** Start Supplied information **
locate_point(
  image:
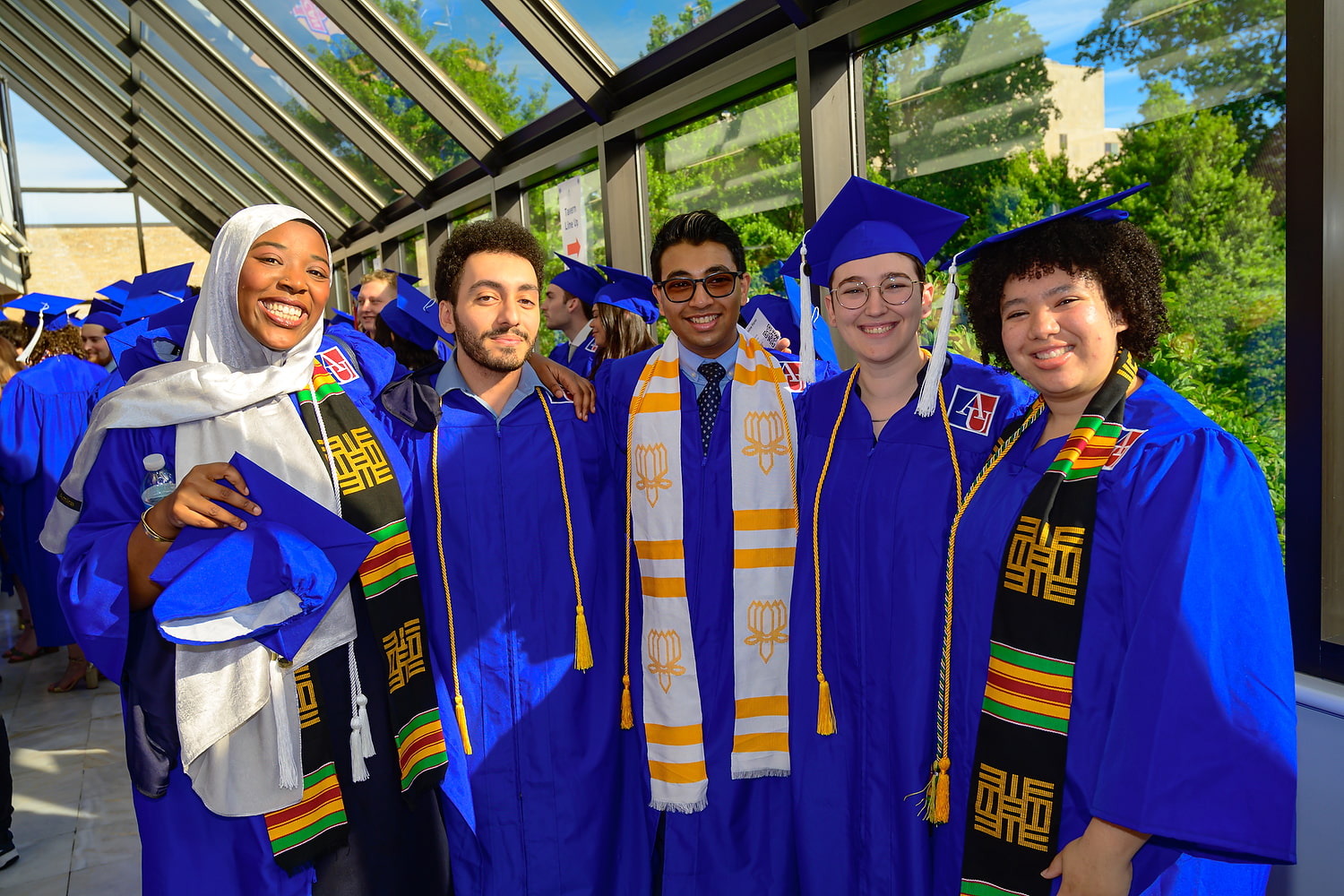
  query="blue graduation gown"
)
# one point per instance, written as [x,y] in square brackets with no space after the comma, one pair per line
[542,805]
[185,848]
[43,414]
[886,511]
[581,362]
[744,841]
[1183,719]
** End Supplied information **
** Start Supplied information **
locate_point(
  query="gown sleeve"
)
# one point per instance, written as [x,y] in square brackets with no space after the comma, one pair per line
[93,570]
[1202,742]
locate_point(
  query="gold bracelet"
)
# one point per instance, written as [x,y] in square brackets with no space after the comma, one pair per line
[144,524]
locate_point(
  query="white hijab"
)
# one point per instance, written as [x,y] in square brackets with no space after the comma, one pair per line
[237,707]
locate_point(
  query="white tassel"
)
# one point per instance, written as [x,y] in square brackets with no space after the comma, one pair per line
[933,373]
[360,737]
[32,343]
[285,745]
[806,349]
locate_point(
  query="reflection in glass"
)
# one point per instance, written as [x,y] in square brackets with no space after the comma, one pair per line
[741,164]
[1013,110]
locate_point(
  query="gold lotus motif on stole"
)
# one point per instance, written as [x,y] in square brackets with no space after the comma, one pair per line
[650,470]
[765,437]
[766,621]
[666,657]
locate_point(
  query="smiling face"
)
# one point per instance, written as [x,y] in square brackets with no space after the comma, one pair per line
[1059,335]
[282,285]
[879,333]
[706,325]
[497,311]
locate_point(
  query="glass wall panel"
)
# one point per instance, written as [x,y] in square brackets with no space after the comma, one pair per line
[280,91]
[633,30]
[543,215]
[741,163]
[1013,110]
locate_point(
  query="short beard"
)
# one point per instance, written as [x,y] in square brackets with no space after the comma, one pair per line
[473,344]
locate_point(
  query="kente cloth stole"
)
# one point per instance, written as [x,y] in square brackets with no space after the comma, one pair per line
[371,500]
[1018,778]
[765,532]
** End Supplied information **
** Start Supplied information **
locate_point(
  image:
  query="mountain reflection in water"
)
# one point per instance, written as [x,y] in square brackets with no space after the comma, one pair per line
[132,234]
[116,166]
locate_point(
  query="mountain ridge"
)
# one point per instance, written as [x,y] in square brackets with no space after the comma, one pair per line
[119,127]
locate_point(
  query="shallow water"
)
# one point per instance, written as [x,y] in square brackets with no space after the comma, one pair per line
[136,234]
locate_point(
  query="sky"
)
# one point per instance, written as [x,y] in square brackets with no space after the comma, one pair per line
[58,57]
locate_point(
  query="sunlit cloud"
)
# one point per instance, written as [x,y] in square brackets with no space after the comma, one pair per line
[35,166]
** End Supplied information **
### Given task
Gather every line above that contains the string "glass" and copy each one in full.

### Answer to the exercise
  query="reflection in glass"
  query="glass wall panel"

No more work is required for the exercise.